> _READING PASSAGE_
On Wed, 30 Nov 2011, Sven Schreiber wrote:

> On 11/30/2011 10:55 PM, Henrique Andrade wrote:
>> Dear Hansl experts,
>>
>> I would like to write a Hansl code but unfortunately I'm out of
>> creativity :(
>> I have a binary series with blocks of 0 and 1. Something like
>>
>> X=(0,0,0,1,1,1,1,1,0,0,0,0,0,1,1,1,1,1,1,1,1,1,1,1).
>>
>> Here are the steps I need do follow:
>>
>> (1) Find the number of 1-blocks;
>> (2) Calculate the average number of observations inside these blocks.
>>
>> In my hypothetical example, the X series, I have two blocks, and these
>> blocks have an average of 8 observations (five observations in the first
>> block and eleven observations in the second block).

> _STORED DATA_
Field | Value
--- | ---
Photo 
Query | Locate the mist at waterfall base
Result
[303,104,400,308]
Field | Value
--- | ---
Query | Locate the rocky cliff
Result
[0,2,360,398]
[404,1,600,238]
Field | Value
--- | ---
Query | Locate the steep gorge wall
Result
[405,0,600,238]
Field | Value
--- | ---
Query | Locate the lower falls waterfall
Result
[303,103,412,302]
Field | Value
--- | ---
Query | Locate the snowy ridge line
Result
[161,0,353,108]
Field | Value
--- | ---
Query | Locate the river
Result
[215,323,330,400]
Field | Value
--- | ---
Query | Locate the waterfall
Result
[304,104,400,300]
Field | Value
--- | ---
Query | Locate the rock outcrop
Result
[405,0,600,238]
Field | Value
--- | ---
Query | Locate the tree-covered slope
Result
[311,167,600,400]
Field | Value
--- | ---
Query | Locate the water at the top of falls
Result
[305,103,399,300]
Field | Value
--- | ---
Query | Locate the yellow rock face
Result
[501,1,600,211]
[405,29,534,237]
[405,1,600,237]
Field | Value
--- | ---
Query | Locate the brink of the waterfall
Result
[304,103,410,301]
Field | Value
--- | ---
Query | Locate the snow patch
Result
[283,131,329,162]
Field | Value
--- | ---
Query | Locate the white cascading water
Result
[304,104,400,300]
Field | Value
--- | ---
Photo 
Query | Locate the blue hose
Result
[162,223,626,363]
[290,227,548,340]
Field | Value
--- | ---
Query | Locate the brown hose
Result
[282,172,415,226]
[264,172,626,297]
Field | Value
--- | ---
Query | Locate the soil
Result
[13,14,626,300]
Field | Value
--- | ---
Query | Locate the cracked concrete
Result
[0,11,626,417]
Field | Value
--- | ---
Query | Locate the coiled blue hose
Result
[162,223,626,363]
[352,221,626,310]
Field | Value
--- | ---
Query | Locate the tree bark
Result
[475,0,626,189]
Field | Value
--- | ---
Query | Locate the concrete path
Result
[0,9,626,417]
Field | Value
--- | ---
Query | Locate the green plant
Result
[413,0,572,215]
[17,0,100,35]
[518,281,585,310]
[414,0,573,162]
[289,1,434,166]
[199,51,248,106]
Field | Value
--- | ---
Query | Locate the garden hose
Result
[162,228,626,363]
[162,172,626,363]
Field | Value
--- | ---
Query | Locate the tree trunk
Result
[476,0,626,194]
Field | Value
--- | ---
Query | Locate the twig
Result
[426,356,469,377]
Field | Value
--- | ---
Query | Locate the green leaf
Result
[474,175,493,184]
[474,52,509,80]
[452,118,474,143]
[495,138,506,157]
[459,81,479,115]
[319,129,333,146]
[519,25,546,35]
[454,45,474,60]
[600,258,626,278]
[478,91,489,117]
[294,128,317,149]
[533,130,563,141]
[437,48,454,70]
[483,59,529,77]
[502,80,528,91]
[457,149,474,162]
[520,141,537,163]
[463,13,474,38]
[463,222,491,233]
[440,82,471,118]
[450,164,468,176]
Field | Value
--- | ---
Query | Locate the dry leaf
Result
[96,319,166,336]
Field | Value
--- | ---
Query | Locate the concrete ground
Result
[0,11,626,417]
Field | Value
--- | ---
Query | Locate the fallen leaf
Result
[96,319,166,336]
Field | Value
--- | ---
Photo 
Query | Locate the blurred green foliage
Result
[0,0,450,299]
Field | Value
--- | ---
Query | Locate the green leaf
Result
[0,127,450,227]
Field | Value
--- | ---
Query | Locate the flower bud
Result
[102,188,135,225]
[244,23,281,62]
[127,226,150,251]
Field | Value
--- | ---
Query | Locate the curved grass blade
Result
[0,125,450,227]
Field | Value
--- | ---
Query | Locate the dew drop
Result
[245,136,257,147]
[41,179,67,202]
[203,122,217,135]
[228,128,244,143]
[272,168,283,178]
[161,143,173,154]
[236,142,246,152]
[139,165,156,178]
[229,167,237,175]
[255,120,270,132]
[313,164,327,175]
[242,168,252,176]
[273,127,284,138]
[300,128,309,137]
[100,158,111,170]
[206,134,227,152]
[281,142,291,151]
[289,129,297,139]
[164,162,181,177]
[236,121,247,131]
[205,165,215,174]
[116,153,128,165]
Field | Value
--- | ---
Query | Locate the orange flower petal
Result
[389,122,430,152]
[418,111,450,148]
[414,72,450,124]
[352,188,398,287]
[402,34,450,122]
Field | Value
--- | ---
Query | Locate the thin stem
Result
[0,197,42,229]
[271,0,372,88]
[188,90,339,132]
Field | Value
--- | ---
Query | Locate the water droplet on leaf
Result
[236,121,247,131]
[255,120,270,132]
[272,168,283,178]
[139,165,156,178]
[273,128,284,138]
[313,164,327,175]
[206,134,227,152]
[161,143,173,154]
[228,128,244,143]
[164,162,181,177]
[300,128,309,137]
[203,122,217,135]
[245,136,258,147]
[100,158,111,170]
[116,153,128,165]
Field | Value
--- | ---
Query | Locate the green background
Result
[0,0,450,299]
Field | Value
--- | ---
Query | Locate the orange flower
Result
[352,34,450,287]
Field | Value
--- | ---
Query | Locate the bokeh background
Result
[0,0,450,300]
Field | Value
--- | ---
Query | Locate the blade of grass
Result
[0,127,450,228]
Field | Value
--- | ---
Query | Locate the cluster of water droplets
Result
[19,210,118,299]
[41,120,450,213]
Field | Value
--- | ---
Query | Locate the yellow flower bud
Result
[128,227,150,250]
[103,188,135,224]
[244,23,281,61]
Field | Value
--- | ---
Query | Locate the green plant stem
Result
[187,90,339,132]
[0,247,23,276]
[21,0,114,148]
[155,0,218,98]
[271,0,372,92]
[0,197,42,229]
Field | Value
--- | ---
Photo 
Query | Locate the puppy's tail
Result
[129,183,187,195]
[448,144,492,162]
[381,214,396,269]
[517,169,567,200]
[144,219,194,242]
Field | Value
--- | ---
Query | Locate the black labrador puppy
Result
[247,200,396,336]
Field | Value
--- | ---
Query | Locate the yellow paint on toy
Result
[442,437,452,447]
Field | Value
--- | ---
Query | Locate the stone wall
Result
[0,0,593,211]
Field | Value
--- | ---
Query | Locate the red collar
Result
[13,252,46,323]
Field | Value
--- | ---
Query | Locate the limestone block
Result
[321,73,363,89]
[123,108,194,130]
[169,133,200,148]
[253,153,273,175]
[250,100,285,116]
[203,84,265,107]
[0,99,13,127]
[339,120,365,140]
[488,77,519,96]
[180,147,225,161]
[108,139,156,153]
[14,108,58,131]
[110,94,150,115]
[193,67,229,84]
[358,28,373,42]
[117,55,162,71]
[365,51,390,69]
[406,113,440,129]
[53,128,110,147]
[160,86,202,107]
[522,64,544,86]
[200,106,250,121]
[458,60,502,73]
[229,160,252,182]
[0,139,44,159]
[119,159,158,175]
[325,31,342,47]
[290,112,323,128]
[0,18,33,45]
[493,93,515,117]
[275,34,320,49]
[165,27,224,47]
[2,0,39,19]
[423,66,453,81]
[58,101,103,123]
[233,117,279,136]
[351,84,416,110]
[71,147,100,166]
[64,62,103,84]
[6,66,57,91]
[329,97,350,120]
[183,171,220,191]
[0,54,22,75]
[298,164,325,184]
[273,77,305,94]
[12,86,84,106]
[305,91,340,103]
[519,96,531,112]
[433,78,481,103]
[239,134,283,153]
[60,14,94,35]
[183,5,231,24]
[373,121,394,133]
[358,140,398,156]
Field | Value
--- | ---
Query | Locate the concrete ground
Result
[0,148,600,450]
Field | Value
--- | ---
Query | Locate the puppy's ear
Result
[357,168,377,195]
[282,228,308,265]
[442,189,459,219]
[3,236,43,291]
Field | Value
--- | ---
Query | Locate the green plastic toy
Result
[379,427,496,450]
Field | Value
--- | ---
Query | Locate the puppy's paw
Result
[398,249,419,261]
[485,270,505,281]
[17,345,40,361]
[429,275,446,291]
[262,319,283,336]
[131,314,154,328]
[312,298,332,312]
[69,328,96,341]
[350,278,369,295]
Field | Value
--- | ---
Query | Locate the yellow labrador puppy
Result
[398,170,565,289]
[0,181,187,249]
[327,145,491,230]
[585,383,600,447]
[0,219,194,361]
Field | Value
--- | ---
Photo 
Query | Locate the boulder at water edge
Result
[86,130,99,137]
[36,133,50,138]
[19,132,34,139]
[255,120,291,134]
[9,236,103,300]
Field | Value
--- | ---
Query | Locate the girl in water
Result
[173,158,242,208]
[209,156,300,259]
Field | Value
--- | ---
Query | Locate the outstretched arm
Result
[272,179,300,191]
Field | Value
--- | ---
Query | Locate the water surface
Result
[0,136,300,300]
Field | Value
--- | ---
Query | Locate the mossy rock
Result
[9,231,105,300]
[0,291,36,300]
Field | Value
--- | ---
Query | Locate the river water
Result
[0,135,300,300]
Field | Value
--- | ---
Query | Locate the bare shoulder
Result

> _CHALLENGE 1_
Check each statement against the Hansl message and answer yes or no, quoting the words of the message that decide it. (a) The example series X has two blocks of 1s. (b) The second block of 1s contains five observations. (c) The 1-blocks in the example average 8 observations.
> _CHALLENGE 2_
Carry on the Hansl message from its final line.

> _WRITTEN RESPONSE 1_
(a) Yes: "In my hypothetical example, the X series, I have two blocks"
(b) No: "eleven observations in the second block"
(c) Yes: "blocks have an average of 8 observations"

> _WRITTEN RESPONSE 2_
>>
>
> Just a quick thought: you could take the (serial/first) difference of
> your series and count the occurrences of -1, which indicates how many
> times you have a 01 pattern. And each 1 in the difference indicates the
> position of a 10 pattern (or vice versa, depending on whether you take
> left-to-right or right-to-left differences). The position indices help
> you determine how many ones you have in between, i.e. in each block.
>
> But your problem in general does look like unpleasant details to code.

Building on Sven's idea: call your binary series y. Then,

<hansl>
   series chg = diff(y)
   chg[1] = (y[1] == 1)
   scalar n_blocks = sum(chg==1)
   scalar avg_len = sum(y) / n_blocks
</hansl>

I think this ought to work.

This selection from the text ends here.